__PROBLEM DETAILS__.
In the records below, find the line containing "Pick out the utility"; copy exactly that line and all lines after it to the end, and nothing else.

(Point annotation records)

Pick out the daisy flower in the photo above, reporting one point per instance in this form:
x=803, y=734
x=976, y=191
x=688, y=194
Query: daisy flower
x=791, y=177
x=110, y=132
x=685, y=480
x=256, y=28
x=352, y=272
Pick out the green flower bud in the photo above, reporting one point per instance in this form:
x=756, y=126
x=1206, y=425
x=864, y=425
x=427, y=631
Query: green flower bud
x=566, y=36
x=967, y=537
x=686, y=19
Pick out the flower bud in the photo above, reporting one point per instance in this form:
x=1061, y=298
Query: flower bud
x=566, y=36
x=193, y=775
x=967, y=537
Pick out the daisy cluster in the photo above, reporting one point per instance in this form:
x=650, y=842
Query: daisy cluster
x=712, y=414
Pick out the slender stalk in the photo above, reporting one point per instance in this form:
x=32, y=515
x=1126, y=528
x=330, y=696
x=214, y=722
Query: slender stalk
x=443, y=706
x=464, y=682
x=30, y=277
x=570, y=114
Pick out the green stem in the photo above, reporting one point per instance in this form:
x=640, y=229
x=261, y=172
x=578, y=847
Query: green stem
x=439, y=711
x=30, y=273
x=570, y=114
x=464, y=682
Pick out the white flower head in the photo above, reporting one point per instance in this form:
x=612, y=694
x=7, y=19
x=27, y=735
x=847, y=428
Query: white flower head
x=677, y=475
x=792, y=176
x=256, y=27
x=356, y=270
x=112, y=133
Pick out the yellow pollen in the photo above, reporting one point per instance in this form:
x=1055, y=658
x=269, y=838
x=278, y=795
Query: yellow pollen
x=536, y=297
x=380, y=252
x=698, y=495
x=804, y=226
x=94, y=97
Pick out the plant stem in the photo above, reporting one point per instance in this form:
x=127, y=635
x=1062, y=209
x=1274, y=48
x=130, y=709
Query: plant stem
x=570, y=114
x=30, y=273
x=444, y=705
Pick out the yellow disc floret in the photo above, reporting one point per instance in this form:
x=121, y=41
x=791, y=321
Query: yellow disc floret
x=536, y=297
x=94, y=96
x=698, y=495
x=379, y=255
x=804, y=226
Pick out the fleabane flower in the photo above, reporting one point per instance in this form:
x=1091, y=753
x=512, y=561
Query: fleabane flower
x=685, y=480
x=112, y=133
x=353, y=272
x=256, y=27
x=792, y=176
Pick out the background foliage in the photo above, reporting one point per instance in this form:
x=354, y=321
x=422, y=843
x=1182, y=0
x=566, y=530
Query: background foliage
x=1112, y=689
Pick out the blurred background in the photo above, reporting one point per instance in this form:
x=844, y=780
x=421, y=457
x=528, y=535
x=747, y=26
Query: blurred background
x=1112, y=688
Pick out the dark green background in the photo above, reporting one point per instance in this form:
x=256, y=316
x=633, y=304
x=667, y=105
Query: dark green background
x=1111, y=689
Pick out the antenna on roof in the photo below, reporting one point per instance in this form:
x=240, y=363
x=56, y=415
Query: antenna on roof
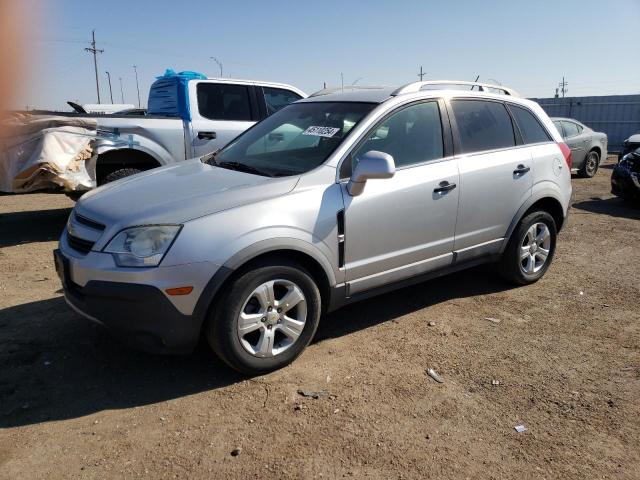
x=475, y=81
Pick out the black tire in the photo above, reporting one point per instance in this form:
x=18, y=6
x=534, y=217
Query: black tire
x=511, y=264
x=118, y=174
x=221, y=328
x=590, y=166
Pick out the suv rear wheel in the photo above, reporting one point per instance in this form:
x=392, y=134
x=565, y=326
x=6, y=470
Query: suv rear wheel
x=591, y=164
x=530, y=249
x=265, y=318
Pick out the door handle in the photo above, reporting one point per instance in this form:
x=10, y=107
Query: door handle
x=207, y=135
x=444, y=187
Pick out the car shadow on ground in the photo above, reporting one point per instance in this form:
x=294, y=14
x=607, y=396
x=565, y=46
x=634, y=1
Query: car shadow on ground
x=614, y=207
x=58, y=366
x=32, y=226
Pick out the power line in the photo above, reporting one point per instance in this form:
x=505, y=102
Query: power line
x=110, y=91
x=135, y=69
x=563, y=87
x=95, y=51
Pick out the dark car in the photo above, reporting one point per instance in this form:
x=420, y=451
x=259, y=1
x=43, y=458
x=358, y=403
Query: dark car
x=629, y=145
x=625, y=179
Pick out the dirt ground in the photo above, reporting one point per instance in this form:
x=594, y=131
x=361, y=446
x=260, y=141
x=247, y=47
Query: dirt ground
x=563, y=361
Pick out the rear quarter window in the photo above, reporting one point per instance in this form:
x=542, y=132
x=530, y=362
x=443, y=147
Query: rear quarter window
x=483, y=125
x=530, y=128
x=218, y=101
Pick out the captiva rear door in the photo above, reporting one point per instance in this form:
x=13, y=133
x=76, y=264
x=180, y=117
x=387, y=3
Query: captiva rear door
x=496, y=174
x=403, y=226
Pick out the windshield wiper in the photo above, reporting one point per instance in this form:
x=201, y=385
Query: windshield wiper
x=242, y=167
x=210, y=158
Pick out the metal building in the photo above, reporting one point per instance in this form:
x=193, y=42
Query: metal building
x=616, y=115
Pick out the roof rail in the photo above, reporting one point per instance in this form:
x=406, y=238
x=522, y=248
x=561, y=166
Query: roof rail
x=328, y=91
x=417, y=86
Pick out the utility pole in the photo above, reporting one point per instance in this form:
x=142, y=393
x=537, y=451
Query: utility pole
x=135, y=69
x=110, y=91
x=95, y=51
x=563, y=87
x=219, y=64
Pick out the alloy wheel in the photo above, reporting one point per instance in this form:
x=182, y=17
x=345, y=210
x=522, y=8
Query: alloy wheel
x=591, y=164
x=535, y=248
x=272, y=318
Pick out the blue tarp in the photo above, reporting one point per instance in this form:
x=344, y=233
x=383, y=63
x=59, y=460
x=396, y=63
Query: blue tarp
x=169, y=94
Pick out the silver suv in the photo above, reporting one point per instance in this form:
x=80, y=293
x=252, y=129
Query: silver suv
x=332, y=199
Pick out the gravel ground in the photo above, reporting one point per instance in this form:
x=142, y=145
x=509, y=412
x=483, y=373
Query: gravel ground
x=563, y=361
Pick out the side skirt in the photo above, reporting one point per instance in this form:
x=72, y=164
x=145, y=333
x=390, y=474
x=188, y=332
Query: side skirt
x=339, y=292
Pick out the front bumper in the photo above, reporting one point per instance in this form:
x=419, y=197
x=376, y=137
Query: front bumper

__SOLUTION TO THIS TASK__.
Pick out the utility pole in the photo above, reporting one point per instance in this form:
x=142, y=393
x=537, y=451
Query: utility pole
x=135, y=69
x=110, y=91
x=95, y=51
x=563, y=87
x=219, y=64
Pick out the alloy wheel in the photo above, reporting one point per instance in this form:
x=182, y=17
x=345, y=210
x=522, y=8
Query: alloy wheel
x=591, y=164
x=535, y=248
x=272, y=318
Pick out the blue tarp in the photo above, reporting one point per instance in this form:
x=344, y=233
x=383, y=63
x=59, y=460
x=396, y=63
Query: blue tarp
x=169, y=94
Pick out the silver suv in the photo above, reporting one point per instance in this form:
x=80, y=293
x=252, y=129
Query: silver suv
x=332, y=199
Pick out the gravel ground in the photo above, reporting one point per instance in this form:
x=142, y=145
x=509, y=412
x=483, y=373
Query: gravel ground
x=563, y=361
Pick out the side skirt in the photo above, reporting one point per instance in this form:
x=72, y=164
x=145, y=333
x=390, y=474
x=188, y=332
Query: side skirt
x=339, y=292
Pick out the front bumper in the photo above, reporting one point per instance in this form:
x=419, y=197
x=376, y=137
Query: front bumper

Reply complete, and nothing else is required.